+++ Text shown +++

Monitoring Accounts Receivable

If you keep the books manually, you collect the necessary information from each customer account. Otherwise, if you keep the books in a computerized accounting system, you can generate this report automatically. Either way, your Aging Summary Report should look similar to this example report:

Aging Summary Report — As of May 1
Customer Current 31–60 Days 61–90 Days >90 Days
S. Smith $84.32 $46.15
J. Doe $65.78
H. Harris $89.54
M. Man $125.35
Totals $173.86 $46.15 $65.78 $125.35

The Aging Summary Report quickly tells you which customers are behind in their bills. In the case of this example, customers are cut off from future purchases when their payments are more than 60 days late, so J. Doe and M. Man aren’t able to buy on store credit until their bills are paid in full.

Give a copy of your Aging Summary Report to the sales manager so he can alert staff to problem customers. He can also arrange for the appropriate collections procedures. Each business sets up its own collections process, but usually it starts with a phone call, followed by letters, and possibly even legal action, if necessary.

+++

Answer these questions from the text on monitoring accounts receivable, one answer per line:
1. How can the Aging Summary Report be produced when the books are kept in a computerized accounting system?
2. In the example, how late must payments be before customers are cut off from future purchases?
3. With what step does a collections process usually start?

+++ Material shown +++

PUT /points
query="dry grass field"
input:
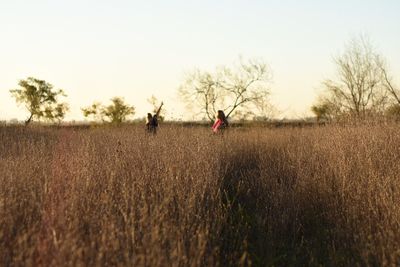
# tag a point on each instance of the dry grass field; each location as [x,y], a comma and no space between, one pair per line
[263,197]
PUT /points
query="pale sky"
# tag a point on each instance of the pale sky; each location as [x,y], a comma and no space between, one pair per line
[97,49]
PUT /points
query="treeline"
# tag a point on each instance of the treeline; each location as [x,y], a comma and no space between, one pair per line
[362,88]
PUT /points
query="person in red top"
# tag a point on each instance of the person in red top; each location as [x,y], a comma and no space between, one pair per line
[220,123]
[152,121]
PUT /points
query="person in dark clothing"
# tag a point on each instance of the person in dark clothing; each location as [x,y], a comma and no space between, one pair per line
[221,122]
[152,121]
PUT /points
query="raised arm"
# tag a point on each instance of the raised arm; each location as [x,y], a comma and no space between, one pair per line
[159,109]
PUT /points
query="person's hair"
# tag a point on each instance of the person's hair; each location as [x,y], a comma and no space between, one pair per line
[149,118]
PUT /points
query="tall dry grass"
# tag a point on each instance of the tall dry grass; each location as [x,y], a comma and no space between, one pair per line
[262,197]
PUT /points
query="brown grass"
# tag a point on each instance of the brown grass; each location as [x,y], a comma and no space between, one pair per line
[262,197]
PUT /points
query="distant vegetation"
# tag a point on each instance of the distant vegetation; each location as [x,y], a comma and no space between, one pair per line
[117,112]
[40,99]
[318,196]
[363,88]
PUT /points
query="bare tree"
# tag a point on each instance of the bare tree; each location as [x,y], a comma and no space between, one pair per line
[358,89]
[389,85]
[240,88]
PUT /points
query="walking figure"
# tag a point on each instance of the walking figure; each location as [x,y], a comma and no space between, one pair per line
[220,123]
[152,121]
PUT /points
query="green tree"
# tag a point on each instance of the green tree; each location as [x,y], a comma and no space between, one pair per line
[117,112]
[40,99]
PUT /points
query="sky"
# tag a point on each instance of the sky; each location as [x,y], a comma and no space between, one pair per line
[98,49]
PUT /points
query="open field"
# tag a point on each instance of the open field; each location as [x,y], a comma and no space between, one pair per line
[263,197]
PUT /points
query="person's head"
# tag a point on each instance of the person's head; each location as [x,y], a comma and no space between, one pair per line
[221,115]
[149,117]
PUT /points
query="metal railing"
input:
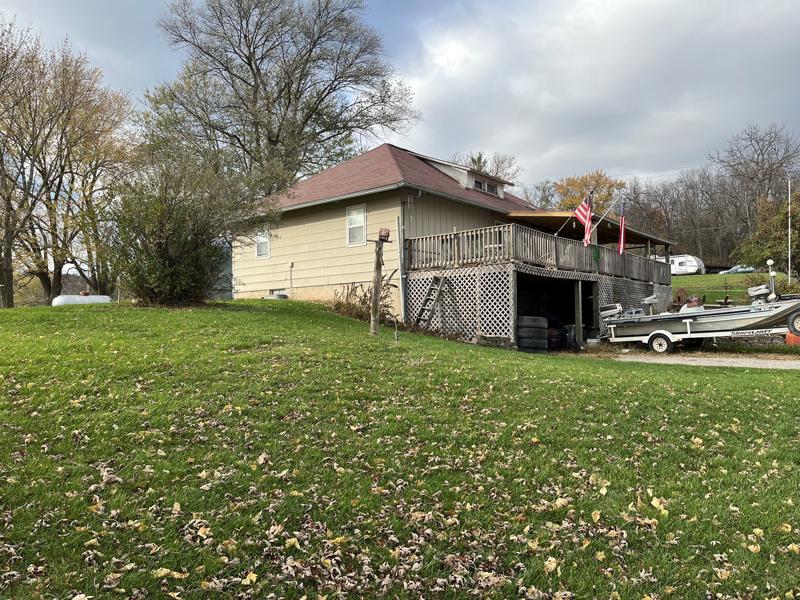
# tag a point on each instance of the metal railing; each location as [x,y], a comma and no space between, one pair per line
[503,243]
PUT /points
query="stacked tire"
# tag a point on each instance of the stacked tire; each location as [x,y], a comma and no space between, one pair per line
[532,334]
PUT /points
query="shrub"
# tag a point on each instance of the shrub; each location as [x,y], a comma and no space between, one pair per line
[355,299]
[174,221]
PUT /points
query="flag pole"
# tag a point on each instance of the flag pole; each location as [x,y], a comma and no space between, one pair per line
[569,218]
[608,210]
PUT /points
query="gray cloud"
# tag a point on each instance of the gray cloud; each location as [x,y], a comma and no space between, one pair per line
[626,86]
[567,86]
[120,37]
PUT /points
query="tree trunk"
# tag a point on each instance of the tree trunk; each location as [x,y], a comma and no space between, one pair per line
[7,278]
[44,280]
[57,280]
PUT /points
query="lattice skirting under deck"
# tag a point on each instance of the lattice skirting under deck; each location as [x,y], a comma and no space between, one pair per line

+++

Response to this exercise:
1. It can be generated automatically.
2. More than 60 days late.
3. A phone call.